== Source material ==
================================
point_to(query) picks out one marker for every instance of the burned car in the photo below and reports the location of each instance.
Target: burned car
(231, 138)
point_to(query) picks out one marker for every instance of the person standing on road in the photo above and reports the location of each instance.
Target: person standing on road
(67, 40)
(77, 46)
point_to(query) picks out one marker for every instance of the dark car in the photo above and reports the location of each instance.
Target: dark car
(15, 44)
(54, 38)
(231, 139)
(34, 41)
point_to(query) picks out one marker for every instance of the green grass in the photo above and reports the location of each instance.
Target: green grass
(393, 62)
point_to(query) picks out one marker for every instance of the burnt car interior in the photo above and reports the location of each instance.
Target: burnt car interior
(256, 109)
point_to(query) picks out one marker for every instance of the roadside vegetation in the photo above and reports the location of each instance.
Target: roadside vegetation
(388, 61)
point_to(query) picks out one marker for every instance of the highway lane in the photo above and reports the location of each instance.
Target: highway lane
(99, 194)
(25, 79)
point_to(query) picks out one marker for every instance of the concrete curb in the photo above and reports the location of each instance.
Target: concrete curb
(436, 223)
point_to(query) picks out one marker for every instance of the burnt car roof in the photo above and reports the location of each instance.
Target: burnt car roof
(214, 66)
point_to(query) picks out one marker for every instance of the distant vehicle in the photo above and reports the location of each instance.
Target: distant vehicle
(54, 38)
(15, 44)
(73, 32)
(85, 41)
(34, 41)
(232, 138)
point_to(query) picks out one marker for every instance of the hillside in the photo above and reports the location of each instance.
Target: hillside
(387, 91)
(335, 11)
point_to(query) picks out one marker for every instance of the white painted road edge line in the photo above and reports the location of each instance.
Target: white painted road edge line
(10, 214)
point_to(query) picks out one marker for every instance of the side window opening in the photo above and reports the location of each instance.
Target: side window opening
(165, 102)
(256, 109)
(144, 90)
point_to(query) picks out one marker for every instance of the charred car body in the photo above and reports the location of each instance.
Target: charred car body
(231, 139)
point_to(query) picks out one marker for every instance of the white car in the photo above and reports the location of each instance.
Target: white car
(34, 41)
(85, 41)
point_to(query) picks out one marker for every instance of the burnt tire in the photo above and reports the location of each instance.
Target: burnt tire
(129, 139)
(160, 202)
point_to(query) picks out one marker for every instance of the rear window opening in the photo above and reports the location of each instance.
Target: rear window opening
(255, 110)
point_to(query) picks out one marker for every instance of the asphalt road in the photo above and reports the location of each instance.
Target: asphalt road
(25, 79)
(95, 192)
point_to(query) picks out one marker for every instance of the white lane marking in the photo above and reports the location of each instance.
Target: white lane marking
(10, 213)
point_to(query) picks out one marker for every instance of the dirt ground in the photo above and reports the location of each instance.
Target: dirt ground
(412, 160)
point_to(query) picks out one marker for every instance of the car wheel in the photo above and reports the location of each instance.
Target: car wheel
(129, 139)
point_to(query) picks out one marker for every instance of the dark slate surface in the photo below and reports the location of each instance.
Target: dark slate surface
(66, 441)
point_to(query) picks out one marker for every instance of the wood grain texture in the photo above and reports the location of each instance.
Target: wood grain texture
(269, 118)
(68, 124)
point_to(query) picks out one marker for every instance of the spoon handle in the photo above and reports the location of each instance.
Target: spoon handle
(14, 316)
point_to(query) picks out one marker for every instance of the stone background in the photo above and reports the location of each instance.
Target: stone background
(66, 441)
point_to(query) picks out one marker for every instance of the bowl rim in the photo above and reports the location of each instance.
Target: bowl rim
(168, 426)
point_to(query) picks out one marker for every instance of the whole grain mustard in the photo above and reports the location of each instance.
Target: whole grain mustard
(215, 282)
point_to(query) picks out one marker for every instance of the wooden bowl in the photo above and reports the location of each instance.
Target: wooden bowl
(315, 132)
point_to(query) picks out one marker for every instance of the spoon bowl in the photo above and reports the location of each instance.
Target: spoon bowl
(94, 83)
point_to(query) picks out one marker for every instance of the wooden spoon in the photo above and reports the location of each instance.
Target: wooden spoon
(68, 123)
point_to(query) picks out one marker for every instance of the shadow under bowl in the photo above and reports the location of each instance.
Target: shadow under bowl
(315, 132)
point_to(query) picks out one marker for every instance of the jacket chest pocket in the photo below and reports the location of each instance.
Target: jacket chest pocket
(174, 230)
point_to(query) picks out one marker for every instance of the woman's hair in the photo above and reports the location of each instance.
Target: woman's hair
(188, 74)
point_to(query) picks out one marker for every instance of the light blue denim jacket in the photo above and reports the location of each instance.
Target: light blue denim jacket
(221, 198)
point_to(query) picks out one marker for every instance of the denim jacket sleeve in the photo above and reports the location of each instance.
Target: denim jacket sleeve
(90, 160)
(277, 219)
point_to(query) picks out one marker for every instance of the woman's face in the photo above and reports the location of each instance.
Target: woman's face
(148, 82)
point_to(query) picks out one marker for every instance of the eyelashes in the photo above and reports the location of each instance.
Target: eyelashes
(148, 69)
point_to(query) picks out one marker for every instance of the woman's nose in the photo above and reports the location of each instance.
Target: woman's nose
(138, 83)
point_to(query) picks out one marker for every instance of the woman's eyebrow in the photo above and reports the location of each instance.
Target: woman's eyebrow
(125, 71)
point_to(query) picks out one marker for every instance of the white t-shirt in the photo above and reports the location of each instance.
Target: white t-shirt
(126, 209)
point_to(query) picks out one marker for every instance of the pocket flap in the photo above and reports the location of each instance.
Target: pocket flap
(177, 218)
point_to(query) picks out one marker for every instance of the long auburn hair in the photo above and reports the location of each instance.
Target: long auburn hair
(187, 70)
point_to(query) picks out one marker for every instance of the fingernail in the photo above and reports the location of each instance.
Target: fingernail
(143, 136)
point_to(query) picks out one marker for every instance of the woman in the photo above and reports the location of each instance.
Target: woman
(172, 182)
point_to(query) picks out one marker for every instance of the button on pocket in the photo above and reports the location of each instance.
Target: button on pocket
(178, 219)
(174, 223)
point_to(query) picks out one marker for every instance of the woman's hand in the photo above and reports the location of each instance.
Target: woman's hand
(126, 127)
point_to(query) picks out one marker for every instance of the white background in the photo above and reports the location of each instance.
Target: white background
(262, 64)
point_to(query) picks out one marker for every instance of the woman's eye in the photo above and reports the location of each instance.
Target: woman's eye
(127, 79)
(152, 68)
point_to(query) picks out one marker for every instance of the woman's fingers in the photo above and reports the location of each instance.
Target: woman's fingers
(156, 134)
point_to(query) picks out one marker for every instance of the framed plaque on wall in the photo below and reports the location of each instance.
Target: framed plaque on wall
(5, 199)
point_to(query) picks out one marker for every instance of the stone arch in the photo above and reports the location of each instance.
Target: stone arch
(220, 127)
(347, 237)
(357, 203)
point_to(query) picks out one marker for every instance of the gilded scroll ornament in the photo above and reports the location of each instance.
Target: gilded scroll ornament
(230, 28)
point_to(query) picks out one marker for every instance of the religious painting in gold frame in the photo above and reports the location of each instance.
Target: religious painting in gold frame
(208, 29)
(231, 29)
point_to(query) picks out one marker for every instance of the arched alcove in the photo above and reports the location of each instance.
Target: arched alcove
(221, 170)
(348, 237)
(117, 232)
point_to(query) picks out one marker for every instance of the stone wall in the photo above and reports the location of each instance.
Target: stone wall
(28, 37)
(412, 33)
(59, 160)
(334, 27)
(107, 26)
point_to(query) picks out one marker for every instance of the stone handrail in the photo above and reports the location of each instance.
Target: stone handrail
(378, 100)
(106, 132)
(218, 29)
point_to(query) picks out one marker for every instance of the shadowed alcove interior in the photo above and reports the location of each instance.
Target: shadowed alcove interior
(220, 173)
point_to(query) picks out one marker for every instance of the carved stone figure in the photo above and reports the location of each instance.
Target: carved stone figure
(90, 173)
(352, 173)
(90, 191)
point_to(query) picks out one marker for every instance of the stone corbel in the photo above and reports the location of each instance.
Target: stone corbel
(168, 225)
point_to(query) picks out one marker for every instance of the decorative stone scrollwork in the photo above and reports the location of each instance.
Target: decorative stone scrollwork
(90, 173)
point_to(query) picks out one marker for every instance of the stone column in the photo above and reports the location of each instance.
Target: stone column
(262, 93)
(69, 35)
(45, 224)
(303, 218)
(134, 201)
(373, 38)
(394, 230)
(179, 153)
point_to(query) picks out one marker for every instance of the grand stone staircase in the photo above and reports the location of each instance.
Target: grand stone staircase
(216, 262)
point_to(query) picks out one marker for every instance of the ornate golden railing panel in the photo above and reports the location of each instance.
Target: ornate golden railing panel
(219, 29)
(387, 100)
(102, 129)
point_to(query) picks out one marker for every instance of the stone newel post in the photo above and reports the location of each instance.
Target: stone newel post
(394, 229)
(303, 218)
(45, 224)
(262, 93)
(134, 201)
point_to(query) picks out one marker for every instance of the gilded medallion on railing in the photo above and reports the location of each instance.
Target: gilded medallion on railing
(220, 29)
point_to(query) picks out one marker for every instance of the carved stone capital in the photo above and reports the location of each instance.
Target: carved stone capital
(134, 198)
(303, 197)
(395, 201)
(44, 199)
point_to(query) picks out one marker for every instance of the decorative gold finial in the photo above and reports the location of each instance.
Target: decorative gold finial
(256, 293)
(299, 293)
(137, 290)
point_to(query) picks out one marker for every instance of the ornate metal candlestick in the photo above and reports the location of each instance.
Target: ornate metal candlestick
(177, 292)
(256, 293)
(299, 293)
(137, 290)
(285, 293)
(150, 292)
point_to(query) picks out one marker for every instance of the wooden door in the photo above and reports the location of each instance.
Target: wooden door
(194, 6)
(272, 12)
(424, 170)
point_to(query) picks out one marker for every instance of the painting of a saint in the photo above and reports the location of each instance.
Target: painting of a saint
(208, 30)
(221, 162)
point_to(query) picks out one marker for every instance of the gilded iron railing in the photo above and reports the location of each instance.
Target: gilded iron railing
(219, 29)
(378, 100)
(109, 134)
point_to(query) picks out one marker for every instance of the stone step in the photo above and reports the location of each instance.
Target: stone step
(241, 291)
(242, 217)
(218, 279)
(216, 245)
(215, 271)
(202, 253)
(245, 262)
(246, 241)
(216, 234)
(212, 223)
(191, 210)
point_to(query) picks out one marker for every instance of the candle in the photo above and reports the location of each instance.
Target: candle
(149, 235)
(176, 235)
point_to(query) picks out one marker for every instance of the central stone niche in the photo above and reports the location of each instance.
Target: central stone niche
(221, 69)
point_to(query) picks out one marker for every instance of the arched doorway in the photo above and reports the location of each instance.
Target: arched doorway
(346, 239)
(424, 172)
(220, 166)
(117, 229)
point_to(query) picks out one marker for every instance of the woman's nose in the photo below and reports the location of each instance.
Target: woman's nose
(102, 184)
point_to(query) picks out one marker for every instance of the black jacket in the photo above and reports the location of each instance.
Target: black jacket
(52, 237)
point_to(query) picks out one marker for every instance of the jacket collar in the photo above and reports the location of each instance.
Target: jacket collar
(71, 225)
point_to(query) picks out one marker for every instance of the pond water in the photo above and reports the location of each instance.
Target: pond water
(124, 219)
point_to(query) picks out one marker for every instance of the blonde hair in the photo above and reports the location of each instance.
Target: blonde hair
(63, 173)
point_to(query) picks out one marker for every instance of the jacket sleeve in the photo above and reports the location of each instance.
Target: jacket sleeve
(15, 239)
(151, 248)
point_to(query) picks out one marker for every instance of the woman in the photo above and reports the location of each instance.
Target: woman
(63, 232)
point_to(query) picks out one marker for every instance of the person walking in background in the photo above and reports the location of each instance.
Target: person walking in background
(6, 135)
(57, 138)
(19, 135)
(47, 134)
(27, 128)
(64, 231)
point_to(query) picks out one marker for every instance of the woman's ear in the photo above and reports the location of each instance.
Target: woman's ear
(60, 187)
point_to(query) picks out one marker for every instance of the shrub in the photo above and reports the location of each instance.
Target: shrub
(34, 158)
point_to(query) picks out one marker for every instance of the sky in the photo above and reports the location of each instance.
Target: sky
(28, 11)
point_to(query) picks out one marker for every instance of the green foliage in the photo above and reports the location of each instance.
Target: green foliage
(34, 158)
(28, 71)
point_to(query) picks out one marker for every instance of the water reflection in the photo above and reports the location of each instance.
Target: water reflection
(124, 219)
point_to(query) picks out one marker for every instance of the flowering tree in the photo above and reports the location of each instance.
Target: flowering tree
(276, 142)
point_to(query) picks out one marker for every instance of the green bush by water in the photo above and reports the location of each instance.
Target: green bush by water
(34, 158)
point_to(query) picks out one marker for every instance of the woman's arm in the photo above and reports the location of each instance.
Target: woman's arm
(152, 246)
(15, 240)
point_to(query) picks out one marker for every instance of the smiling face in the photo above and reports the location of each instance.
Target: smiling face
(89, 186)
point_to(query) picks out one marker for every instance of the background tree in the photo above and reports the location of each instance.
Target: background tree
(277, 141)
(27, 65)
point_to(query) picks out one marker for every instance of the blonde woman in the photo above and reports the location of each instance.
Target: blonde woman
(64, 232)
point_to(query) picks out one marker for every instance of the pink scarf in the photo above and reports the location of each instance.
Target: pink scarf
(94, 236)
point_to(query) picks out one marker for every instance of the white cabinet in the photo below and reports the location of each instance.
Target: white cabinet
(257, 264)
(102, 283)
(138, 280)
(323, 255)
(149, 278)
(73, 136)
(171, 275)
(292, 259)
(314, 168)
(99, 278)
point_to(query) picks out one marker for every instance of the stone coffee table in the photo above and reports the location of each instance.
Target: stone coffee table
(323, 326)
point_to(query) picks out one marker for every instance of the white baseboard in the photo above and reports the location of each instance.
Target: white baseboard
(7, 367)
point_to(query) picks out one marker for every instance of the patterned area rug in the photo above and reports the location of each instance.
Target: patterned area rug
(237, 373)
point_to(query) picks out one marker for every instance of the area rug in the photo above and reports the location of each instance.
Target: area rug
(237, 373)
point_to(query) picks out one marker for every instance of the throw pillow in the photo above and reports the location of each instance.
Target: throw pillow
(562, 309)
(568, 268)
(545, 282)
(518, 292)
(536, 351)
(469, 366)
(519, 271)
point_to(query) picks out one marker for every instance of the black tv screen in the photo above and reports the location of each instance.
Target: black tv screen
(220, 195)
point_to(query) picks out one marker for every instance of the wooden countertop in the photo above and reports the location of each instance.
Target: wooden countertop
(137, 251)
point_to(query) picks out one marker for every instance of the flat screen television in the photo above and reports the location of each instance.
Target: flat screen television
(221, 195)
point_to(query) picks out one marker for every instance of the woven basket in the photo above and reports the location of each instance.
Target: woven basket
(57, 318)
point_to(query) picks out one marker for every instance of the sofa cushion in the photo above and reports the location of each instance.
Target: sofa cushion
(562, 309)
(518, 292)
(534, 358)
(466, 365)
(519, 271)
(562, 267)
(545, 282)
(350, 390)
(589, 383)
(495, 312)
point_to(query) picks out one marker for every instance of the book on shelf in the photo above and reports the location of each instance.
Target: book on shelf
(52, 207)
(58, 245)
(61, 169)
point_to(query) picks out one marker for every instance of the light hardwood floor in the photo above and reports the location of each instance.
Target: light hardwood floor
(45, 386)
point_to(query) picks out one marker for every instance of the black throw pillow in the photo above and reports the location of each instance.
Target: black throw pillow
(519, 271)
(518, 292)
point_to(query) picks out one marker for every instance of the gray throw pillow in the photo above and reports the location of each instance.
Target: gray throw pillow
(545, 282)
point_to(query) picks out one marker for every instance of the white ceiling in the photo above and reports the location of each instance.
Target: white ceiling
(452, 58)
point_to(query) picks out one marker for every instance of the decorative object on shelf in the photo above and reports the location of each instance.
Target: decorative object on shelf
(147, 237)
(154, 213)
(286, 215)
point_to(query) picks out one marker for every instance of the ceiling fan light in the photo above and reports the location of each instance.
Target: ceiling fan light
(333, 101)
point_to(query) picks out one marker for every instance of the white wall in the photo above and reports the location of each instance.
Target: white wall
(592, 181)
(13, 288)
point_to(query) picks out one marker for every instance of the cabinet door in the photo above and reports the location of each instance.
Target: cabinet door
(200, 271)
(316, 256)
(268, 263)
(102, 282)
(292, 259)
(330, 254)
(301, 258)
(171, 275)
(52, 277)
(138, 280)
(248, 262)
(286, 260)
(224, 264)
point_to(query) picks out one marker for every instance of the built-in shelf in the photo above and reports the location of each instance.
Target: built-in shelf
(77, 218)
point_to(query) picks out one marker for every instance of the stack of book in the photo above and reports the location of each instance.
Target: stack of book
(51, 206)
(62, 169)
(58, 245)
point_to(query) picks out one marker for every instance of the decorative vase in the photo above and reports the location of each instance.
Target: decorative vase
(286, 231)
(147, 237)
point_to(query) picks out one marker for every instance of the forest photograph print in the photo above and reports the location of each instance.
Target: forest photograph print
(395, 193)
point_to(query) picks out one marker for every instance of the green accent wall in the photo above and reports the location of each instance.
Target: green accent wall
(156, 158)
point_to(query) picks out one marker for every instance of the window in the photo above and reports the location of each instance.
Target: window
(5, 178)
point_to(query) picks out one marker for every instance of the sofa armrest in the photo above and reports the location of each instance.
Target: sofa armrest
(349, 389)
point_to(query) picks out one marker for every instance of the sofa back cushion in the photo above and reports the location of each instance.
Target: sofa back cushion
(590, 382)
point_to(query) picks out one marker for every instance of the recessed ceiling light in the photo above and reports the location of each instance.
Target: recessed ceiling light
================================
Using the entries above, return each line in which the word "recessed" occurs.

== Final answer ==
point_to(query) picks out one marker for every instance of the recessed ceiling light in the photo above and reports the location of each instance.
Target: recessed ceiling light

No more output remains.